(Segmentation mask data)

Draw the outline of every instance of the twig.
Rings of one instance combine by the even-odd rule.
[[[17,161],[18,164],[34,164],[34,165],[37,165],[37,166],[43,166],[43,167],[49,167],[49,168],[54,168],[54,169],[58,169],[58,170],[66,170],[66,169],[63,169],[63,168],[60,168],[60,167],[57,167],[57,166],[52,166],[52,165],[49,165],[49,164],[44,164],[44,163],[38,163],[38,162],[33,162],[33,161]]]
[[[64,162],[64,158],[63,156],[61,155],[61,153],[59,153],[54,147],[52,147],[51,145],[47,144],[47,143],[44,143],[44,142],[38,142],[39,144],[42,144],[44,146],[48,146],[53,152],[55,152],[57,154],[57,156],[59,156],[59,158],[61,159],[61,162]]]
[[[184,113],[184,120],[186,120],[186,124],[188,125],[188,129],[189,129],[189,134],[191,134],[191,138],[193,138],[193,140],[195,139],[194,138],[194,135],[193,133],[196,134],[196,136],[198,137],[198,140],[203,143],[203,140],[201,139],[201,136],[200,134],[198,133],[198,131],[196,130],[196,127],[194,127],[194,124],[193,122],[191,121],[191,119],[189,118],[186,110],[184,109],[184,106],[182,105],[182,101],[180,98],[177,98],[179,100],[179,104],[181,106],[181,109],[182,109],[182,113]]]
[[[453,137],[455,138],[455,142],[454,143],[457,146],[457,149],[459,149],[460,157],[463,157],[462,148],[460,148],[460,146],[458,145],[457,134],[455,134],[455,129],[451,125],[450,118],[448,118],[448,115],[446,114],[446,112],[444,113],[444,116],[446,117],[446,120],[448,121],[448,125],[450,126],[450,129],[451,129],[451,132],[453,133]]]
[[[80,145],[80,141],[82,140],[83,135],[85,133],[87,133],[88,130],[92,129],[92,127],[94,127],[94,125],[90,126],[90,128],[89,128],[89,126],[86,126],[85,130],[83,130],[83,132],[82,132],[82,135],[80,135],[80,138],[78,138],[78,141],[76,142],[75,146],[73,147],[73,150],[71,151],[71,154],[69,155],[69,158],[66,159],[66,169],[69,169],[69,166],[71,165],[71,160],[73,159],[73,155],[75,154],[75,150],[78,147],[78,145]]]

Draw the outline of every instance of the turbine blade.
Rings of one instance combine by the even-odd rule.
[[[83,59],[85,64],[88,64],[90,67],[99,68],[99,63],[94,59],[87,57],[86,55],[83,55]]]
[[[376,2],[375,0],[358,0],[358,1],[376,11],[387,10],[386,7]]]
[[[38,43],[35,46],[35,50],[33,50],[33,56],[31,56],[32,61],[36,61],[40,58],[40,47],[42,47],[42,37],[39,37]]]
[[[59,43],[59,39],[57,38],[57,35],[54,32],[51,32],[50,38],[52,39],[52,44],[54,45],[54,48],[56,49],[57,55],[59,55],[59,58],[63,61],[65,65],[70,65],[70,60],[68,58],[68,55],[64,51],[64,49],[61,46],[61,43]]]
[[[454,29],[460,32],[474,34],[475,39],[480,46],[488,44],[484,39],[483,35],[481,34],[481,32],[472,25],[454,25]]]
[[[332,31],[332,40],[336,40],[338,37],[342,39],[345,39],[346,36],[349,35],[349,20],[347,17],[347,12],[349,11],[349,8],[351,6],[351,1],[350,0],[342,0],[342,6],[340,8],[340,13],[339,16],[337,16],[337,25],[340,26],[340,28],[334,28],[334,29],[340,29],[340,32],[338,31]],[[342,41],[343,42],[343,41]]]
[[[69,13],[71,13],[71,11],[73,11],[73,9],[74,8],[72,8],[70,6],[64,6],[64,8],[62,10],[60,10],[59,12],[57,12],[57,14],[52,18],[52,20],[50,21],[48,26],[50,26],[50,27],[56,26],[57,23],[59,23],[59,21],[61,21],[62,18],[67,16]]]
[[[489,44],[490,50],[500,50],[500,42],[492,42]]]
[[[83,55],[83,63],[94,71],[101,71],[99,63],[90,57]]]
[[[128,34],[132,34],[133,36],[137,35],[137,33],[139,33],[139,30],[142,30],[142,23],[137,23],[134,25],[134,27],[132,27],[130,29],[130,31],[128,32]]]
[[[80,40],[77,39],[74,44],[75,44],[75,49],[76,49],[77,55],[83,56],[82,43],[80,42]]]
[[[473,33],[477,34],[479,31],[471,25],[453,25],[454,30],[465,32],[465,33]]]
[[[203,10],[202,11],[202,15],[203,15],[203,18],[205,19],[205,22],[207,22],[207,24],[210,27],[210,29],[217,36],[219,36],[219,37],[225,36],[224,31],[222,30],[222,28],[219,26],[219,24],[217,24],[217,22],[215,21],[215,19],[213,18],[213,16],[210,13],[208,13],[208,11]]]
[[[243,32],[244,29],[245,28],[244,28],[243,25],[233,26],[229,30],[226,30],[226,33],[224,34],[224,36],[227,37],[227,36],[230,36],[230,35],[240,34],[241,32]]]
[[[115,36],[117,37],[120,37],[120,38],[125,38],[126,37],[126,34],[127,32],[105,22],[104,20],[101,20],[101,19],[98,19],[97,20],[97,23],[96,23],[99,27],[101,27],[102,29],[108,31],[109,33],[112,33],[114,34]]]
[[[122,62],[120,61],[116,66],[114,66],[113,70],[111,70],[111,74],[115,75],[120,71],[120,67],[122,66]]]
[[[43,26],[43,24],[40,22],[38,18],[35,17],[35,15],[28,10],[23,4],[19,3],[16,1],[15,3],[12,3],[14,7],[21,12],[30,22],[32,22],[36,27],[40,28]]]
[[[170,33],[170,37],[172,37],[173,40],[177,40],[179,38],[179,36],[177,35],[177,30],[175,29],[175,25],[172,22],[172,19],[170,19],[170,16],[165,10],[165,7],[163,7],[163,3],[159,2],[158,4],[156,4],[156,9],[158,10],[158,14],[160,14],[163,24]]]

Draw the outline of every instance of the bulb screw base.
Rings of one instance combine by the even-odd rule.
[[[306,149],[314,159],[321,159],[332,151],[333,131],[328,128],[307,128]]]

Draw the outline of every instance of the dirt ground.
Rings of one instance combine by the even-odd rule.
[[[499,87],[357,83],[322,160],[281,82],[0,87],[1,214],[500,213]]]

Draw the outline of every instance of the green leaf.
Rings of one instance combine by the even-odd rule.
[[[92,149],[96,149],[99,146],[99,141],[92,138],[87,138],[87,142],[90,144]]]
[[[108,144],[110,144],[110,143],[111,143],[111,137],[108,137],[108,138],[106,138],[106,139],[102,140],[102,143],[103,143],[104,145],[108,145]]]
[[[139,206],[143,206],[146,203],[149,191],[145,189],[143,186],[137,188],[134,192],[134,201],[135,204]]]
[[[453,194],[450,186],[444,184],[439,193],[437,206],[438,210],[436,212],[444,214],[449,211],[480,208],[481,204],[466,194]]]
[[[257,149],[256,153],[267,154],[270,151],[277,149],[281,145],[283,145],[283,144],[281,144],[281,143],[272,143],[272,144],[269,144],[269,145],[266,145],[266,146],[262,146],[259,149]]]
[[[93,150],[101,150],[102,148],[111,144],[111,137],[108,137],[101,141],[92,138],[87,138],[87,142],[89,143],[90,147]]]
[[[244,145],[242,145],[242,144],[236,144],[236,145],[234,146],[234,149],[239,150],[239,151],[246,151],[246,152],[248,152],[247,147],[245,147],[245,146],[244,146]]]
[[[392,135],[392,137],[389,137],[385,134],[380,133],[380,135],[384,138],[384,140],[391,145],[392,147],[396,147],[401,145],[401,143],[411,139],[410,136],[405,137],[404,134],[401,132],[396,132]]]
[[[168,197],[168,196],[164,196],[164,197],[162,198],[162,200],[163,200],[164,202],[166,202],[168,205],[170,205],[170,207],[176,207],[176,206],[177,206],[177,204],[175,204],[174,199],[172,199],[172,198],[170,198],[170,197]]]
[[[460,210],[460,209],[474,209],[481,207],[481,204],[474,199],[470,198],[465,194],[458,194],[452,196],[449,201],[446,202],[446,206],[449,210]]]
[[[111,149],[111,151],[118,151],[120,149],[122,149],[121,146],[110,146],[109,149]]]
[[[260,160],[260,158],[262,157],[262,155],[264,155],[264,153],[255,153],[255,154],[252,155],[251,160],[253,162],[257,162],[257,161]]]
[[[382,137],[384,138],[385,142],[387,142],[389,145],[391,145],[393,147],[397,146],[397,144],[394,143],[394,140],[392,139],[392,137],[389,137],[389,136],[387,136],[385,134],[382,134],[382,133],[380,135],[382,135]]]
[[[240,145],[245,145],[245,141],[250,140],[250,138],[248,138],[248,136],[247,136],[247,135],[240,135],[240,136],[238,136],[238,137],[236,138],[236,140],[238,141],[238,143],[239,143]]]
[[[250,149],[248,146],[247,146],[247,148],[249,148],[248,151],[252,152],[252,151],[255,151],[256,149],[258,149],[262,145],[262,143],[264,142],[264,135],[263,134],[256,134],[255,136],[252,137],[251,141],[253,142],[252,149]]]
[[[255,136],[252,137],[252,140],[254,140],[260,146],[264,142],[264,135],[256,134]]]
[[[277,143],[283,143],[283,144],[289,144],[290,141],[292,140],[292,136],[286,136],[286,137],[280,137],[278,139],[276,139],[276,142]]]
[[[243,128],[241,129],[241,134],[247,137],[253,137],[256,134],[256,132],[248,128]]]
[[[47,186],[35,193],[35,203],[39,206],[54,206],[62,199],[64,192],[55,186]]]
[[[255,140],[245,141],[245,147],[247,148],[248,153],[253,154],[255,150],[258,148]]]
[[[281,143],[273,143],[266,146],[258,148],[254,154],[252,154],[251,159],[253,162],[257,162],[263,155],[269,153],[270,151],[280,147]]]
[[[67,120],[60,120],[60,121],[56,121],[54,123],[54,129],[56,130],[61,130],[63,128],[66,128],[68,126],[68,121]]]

## Required work
From the data above, copy each line that holds "every".

## Exercise answer
Draw the outline of every instance of the twig.
Draw the outline of every instance of the turbine blade.
Draw the outline of every instance of the bulb screw base.
Draw the outline of every instance of the dirt ground.
Draw the outline of every instance of the green leaf.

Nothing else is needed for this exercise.